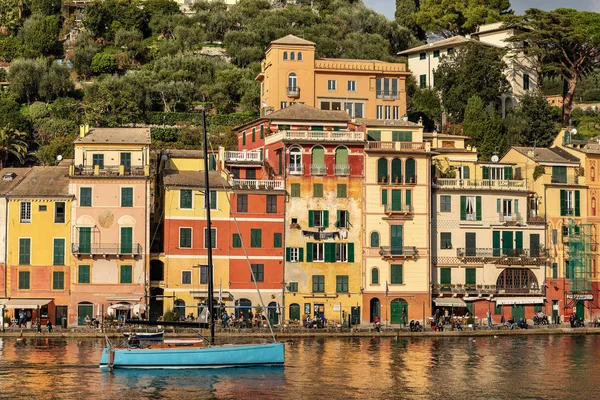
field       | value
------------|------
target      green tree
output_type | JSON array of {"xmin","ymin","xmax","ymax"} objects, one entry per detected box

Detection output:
[
  {"xmin": 30, "ymin": 0, "xmax": 62, "ymax": 16},
  {"xmin": 462, "ymin": 95, "xmax": 488, "ymax": 145},
  {"xmin": 90, "ymin": 53, "xmax": 117, "ymax": 75},
  {"xmin": 0, "ymin": 127, "xmax": 28, "ymax": 168},
  {"xmin": 505, "ymin": 9, "xmax": 600, "ymax": 125},
  {"xmin": 416, "ymin": 0, "xmax": 511, "ymax": 37},
  {"xmin": 0, "ymin": 36, "xmax": 22, "ymax": 61},
  {"xmin": 0, "ymin": 93, "xmax": 27, "ymax": 131},
  {"xmin": 85, "ymin": 0, "xmax": 150, "ymax": 40},
  {"xmin": 39, "ymin": 63, "xmax": 74, "ymax": 102},
  {"xmin": 8, "ymin": 57, "xmax": 46, "ymax": 104},
  {"xmin": 395, "ymin": 0, "xmax": 424, "ymax": 39},
  {"xmin": 71, "ymin": 32, "xmax": 100, "ymax": 79},
  {"xmin": 410, "ymin": 87, "xmax": 442, "ymax": 131},
  {"xmin": 504, "ymin": 93, "xmax": 558, "ymax": 147},
  {"xmin": 0, "ymin": 0, "xmax": 22, "ymax": 34},
  {"xmin": 19, "ymin": 14, "xmax": 62, "ymax": 57},
  {"xmin": 144, "ymin": 0, "xmax": 180, "ymax": 17},
  {"xmin": 115, "ymin": 29, "xmax": 146, "ymax": 63},
  {"xmin": 434, "ymin": 43, "xmax": 509, "ymax": 121}
]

━━━━━━━━━━━━━━━━

= WORK INSTRUCTION =
Your copy of the listing should match it exactly, apart from the pictures, which are left out.

= EXERCISE RESULT =
field       | value
------------|------
target      green tree
output_type | JSON array of {"xmin","ymin","xmax","ymax"} objects, one entry per detected box

Detection output:
[
  {"xmin": 30, "ymin": 0, "xmax": 62, "ymax": 16},
  {"xmin": 462, "ymin": 95, "xmax": 488, "ymax": 145},
  {"xmin": 90, "ymin": 53, "xmax": 117, "ymax": 75},
  {"xmin": 0, "ymin": 127, "xmax": 28, "ymax": 168},
  {"xmin": 505, "ymin": 9, "xmax": 600, "ymax": 125},
  {"xmin": 416, "ymin": 0, "xmax": 511, "ymax": 37},
  {"xmin": 0, "ymin": 36, "xmax": 22, "ymax": 61},
  {"xmin": 0, "ymin": 93, "xmax": 27, "ymax": 131},
  {"xmin": 85, "ymin": 0, "xmax": 150, "ymax": 40},
  {"xmin": 39, "ymin": 63, "xmax": 74, "ymax": 102},
  {"xmin": 8, "ymin": 57, "xmax": 46, "ymax": 104},
  {"xmin": 395, "ymin": 0, "xmax": 424, "ymax": 39},
  {"xmin": 71, "ymin": 32, "xmax": 100, "ymax": 79},
  {"xmin": 410, "ymin": 87, "xmax": 442, "ymax": 131},
  {"xmin": 504, "ymin": 93, "xmax": 558, "ymax": 147},
  {"xmin": 0, "ymin": 0, "xmax": 22, "ymax": 34},
  {"xmin": 19, "ymin": 14, "xmax": 62, "ymax": 57},
  {"xmin": 144, "ymin": 0, "xmax": 180, "ymax": 17},
  {"xmin": 115, "ymin": 29, "xmax": 146, "ymax": 63},
  {"xmin": 434, "ymin": 43, "xmax": 509, "ymax": 121}
]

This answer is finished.